Excerpted records:
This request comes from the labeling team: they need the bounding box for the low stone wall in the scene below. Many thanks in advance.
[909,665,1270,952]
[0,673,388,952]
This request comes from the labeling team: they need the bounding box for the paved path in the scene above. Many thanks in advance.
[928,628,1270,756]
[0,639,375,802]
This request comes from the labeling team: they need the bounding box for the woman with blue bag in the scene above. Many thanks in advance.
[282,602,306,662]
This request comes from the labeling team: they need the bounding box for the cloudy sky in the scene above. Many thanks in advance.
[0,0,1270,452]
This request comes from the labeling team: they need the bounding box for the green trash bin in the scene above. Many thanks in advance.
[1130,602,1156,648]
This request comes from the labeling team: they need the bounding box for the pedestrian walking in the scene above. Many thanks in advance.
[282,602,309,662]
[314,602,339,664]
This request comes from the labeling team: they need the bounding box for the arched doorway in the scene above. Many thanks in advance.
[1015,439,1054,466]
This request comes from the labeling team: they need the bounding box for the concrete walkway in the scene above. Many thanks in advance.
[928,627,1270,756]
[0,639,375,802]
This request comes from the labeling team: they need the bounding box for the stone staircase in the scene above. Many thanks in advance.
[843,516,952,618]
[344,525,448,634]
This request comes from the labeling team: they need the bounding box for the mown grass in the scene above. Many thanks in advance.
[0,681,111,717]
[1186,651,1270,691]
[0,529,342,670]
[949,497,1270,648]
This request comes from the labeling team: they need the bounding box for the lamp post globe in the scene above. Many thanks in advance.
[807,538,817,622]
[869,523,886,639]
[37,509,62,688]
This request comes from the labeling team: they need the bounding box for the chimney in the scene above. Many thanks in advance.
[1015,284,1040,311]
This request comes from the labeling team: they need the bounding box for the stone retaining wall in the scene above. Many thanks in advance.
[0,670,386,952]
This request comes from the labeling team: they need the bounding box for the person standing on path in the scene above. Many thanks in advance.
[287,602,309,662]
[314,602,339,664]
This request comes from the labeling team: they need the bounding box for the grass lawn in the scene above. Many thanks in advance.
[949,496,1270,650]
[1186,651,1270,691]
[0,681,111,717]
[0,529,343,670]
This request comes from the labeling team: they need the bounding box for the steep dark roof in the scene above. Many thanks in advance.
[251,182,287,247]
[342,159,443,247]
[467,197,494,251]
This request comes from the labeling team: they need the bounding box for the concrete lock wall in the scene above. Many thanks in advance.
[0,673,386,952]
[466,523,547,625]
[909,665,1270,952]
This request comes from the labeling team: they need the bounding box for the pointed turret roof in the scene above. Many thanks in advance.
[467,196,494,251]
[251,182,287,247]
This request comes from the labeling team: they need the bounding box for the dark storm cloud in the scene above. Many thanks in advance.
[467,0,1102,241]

Task goal:
Reproduce the entire listing above line for line, with no changes to wording, numbers, or order.

Solution to the problem:
This request comes from the labeling team: they need the bounding box for the low stone wall in the scene below. Many thanks in advance.
[909,665,1270,952]
[0,673,388,952]
This request comes from the labeling team: they need the bounding box for the paved path in the scene above. Many thanks in advance.
[928,628,1270,756]
[0,639,375,802]
This request comes from the labeling team: they need the bounding box for the woman with blue bag in the scene above. Many thanks in advance.
[282,602,306,662]
This request comes from the labeling team: they need the bounding box for the cloudy sky in the scene above. Many thanks in advance.
[0,0,1270,452]
This request comes from the labeling team: they need the bounding box for the green trash bin in the scene above. Many thanks in advance.
[1130,602,1156,648]
This request comes from the labeling team: they need the bounding box for the pedestrian walking in the scene above. Many thanks in advance.
[282,602,309,662]
[314,602,339,664]
This request comes from the labeling team: they need the bounding box for the arched doorway in the scene above. Many thanks in advance.
[1015,439,1054,466]
This request comes from the labeling team: they need the bounding box for the concrete walkway in the scene above. Many thanks in advance.
[928,627,1270,756]
[0,639,375,802]
This request comes from the labeling team: they need the bounding box for the stone staircase in the scene above. Many thanks in advance.
[843,516,952,618]
[344,525,448,634]
This request comes from the labeling team: they need the bounding box for the mown grass in the scene above. Many thanks in advance.
[0,681,111,717]
[1186,651,1270,691]
[0,529,342,670]
[949,497,1270,648]
This request comes from the labeling team: they need the bounding box for the lamp post globe in the scene above. Many thanks in advance.
[807,538,817,622]
[869,523,886,639]
[37,509,62,688]
This request comes from the labeling team: they need the bounding box for the chimney in the scene above. Many thanks in advance.
[1015,284,1040,311]
This request comes from the labeling team: they need the bounding box for the stone retaining wall in the scene above. Many thanks in advance.
[0,670,386,952]
This request comes from the labeling team: they need the bounding box for the person standing on path in the scene above. Many thanks in advance.
[287,602,309,662]
[314,602,339,664]
This request comes from the labeling team: they need the bounding box for the grass lawn in the scene above. Many thanks in advance.
[949,496,1270,650]
[1186,651,1270,691]
[0,681,111,717]
[0,529,343,670]
This request comes from the labeling team: they need the bounding box for the steep dark roof in the scene above. Many thanks in advance.
[251,182,287,247]
[342,159,443,247]
[467,197,494,251]
This request comes from the labeling team: they need the bounding box for the concrete lock wall in the scene above. Many thanks in advance.
[0,673,386,952]
[466,523,547,625]
[909,665,1270,952]
This request comes from the labeling team: they need the bounding box for the pointed turret roof in the scene above. Many thanks in advance.
[467,196,494,251]
[251,182,287,247]
This request comes from the labeling team: they need the bounding box for the dark storm cloud in the scene above. Many thanks in advance.
[467,0,1102,241]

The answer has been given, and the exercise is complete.